>> START
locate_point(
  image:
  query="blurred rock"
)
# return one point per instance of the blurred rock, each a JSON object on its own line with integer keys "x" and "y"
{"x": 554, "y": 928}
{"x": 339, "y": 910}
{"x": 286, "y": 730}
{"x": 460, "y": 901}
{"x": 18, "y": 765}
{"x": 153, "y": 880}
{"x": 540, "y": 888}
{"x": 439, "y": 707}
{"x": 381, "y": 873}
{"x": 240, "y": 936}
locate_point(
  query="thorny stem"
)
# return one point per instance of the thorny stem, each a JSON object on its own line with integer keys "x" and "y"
>> END
Problem: Return every entry verbatim.

Full output:
locate_point(
  image:
  query="blurred rock"
)
# return one point per instance of the blurred rock, each a JSON object on its own line with integer keys "x" and "y"
{"x": 554, "y": 928}
{"x": 339, "y": 910}
{"x": 286, "y": 730}
{"x": 460, "y": 901}
{"x": 18, "y": 765}
{"x": 153, "y": 880}
{"x": 540, "y": 888}
{"x": 439, "y": 707}
{"x": 381, "y": 873}
{"x": 240, "y": 936}
locate_point(
  query="thorny stem"
)
# return one point per instance of the thorny stem, each a JSON object on its own line with integer keys "x" and "y"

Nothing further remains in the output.